*Reading text*.
::::::::
It just seems like YAML is making things more implicit. I like explicitness. Not against YAML, but it's no holy grail in my mind.
I'm more experienced with JSON than YAML and could be swayed on this, but so far I'm not. They seem like two roughly equal ways to do the same thing.
This seems oddly similar to the nit-picky problems people have when learning Python from a C-like background and being annoyed that semicolons and flexible indentation aren't the norm. When I spend months working on JS code, looking at Python slightly annoys me, and vice-versa, so I think I get it. I just don't think it's an important, game-changing thing.
I'll be learning about Ansible soon, so I'll have to also learn YAML syntax. I guess I'll have a more educated view once I've gotten deep into that.
YAML has a couple big advantages (in the proper situations) over JSON. Self-referencing, complex datatypes, and (my personal favorite) embedded block literals. I've, perhaps unwisely, embedded entire webpages a single indentation level after a variable and retained all of its formatting.
I'm no YAML zealot though, I do use JSON most of the time, but in the past couple years I've started writing most of my config files in YAML where I have the opportunity.
We recently moved much of our application's schema definitions and configurations out of code/JSON and into YAML files (we generate JSON during the build process in placess where it is necessary). A pleasant side effect was that the YAML file set began to double as basic documentation.
I'm actually having a hard time, even with some google-fu, finding information about how this might be used. YAML->json parsers have failed to handle docs with a '...' separating parts of a document so far. Would this triple-dot structure be used to create multiple JS objects? How would I find more information about how this might be used in practice?
I have a feeling this would be easier to figure out if I just went and played around with it in practice, but it also seems like something that could be documented in more beginner-friendly terms.
I'll probably be kicking myself once I figure it out, but I also only have a cursory understanding of how streams work. Maybe this is an opportunity to fix that. Once I figure it out, I'll respond to this if nobody else has.
I think the GP was using '...' as a standard "stuff removed for brevity" ellipsis.
::::::::
*Information provided*.

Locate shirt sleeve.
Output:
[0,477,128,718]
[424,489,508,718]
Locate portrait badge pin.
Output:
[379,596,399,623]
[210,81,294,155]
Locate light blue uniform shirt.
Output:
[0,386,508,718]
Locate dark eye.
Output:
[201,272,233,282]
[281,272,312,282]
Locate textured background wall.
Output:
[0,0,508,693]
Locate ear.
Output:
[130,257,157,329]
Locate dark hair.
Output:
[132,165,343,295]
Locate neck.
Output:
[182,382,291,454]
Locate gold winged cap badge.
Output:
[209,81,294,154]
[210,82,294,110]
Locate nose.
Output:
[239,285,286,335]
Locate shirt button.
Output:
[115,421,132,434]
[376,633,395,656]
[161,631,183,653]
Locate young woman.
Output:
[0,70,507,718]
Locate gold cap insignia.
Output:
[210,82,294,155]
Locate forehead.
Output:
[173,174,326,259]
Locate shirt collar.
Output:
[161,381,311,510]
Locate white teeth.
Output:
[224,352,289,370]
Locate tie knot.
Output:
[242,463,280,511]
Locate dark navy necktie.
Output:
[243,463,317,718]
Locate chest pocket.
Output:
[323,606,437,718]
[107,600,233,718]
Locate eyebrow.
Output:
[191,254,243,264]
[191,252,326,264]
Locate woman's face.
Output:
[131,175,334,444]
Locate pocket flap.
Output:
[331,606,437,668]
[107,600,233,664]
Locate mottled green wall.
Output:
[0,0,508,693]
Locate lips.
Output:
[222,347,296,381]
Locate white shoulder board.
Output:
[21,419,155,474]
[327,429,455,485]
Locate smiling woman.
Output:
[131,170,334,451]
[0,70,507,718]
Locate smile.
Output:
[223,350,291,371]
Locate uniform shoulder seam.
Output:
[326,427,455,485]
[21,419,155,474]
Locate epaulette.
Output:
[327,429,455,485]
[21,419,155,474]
::::::::
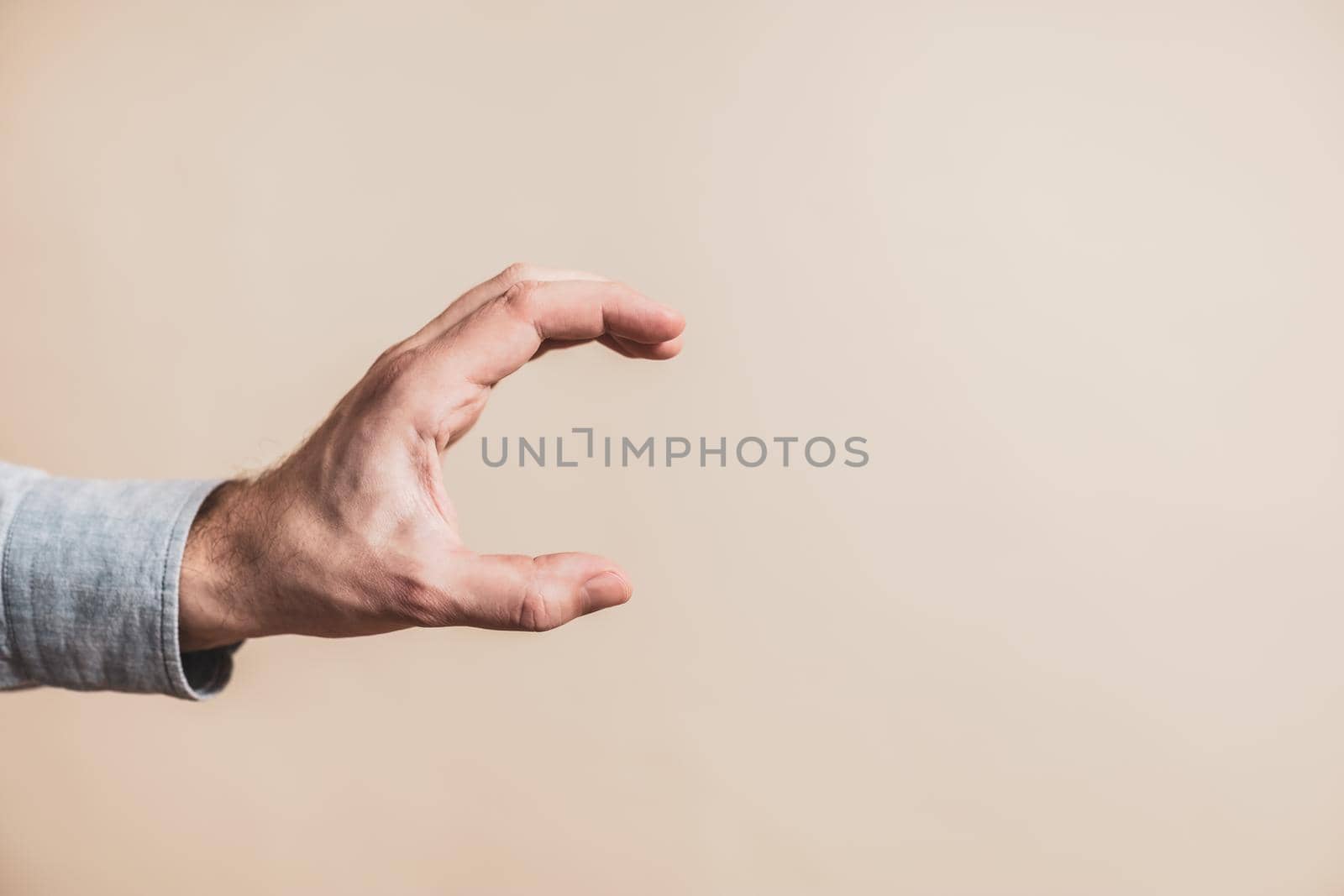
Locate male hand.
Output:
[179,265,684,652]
::::::::
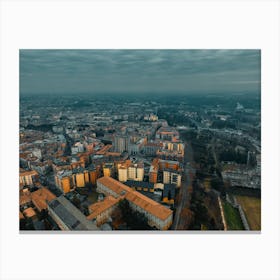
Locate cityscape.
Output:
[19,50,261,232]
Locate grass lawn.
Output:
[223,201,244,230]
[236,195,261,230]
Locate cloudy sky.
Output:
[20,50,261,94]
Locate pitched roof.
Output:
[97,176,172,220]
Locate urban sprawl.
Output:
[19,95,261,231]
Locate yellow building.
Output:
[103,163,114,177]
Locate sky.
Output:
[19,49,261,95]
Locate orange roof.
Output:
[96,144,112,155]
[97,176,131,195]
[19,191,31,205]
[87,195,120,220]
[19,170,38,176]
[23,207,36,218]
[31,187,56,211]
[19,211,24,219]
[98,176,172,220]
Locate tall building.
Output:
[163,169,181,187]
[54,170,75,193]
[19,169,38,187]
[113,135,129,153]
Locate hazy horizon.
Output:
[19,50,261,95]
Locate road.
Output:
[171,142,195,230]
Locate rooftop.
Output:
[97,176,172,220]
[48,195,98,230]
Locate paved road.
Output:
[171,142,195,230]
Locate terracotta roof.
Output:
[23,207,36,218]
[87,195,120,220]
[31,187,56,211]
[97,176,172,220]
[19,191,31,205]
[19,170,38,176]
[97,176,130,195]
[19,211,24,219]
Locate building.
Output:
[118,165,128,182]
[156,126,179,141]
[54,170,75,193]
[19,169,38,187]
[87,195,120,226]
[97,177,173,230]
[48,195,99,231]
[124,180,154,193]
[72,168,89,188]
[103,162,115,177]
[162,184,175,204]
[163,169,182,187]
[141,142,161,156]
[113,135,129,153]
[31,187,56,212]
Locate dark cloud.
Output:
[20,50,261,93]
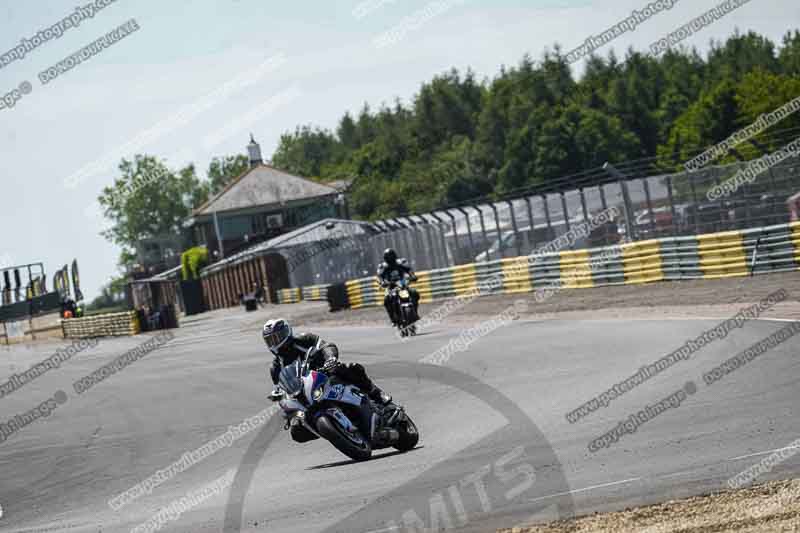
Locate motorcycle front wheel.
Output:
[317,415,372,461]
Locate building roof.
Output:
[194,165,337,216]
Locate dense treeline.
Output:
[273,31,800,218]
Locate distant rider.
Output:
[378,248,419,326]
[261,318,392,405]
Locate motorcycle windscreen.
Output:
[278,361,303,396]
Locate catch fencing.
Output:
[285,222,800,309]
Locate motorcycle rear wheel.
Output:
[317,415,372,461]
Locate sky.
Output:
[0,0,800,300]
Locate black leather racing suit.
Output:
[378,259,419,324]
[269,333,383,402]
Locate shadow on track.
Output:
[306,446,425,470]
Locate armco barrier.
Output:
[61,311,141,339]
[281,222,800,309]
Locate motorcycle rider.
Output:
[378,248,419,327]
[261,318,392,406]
::::::::
*Set exercise A*.
Answer these questions about the thread on YAML and JSON:
(i) Which tool does one poster say they will be learning soon, requiring them to learn YAML syntax as well?
(ii) What three advantages over JSON does one poster name for YAML?
(iii) What pleasant side effect came from moving schema definitions and configurations into YAML files?
*Set exercise B*. Transcribe the passage of the thread on YAML and JSON starting with "I'm no YAML" and going on through "as basic documentation.".

*Written reply A*.
(i) Ansible.
(ii) Self-referencing, complex datatypes, and embedded block literals.
(iii) The YAML file set began to double as basic documentation.

*Written reply B*.
I'm no YAML zealot though, I do use JSON most of the time, but in the past couple years I've started writing most of my config files in YAML where I have the opportunity.
We recently moved much of our application's schema definitions and configurations out of code/JSON and into YAML files (we generate JSON during the build process in placess where it is necessary). A pleasant side effect was that the YAML file set began to double as basic documentation.